▶ [DATA SECTION]
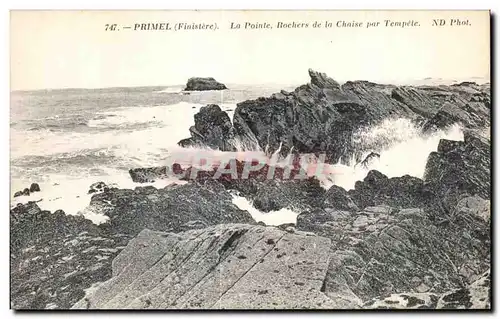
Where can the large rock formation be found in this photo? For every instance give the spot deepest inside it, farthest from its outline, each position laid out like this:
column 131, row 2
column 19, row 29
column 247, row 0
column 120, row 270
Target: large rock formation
column 212, row 129
column 460, row 169
column 55, row 257
column 173, row 208
column 321, row 116
column 221, row 267
column 203, row 84
column 381, row 250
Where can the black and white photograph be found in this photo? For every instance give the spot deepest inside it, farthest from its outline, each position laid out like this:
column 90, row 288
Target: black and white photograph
column 250, row 160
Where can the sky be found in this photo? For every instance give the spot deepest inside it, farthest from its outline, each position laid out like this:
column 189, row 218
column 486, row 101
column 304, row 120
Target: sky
column 71, row 49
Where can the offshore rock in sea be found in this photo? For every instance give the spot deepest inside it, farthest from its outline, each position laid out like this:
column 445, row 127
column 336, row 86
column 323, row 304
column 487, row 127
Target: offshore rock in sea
column 212, row 128
column 204, row 84
column 147, row 174
column 401, row 192
column 460, row 169
column 55, row 257
column 322, row 116
column 34, row 187
column 230, row 266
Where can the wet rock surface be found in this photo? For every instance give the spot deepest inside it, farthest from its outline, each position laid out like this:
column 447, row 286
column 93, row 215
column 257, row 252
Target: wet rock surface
column 382, row 250
column 203, row 84
column 55, row 257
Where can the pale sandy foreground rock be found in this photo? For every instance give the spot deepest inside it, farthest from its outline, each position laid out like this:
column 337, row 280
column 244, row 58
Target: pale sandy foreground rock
column 224, row 266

▶ [WRITTEN EXERCISE]
Reproduce each of the items above word for word, leaving out the pictures.

▶ [TASK OUTPUT]
Where can the large rock formation be found in this photo? For every instance give the spot deepest inside it, farthest from its outline, each position laid out like this:
column 131, row 2
column 19, row 29
column 247, row 0
column 120, row 270
Target: large rock formation
column 212, row 129
column 460, row 169
column 55, row 257
column 173, row 208
column 321, row 116
column 221, row 267
column 203, row 84
column 381, row 250
Where can the black and white photograph be found in this photo? For every instance give the spot deepest inside it, farthest from its outline, each position laid out like this:
column 90, row 288
Target: black and white photograph
column 250, row 160
Where can the sky be found in this photo? For every instance give the spot deepest inside it, farthest from its outline, each position laid out like this:
column 189, row 218
column 486, row 101
column 304, row 120
Target: sky
column 71, row 49
Where can the offshore rock in sea be found in this photo? For every instance give the spot deepest inside it, farthest from its outline, each position laid out like this:
column 445, row 127
column 336, row 86
column 323, row 304
column 487, row 127
Target: offshore rock in sea
column 212, row 128
column 204, row 84
column 147, row 174
column 401, row 192
column 460, row 169
column 55, row 257
column 322, row 116
column 34, row 187
column 230, row 266
Where can the wet rock surface be found in this photo? For every instance give the spot deepest inside it, farthest from its outline, each position laid out like this:
column 447, row 286
column 93, row 215
column 257, row 252
Target: wet rock surface
column 382, row 250
column 203, row 84
column 55, row 257
Where can the pale sandy foreground rock be found in this photo? For every instance give the spot deepest inside it, farthest from its outline, each position laid out like this:
column 337, row 280
column 244, row 58
Target: pale sandy foreground rock
column 224, row 266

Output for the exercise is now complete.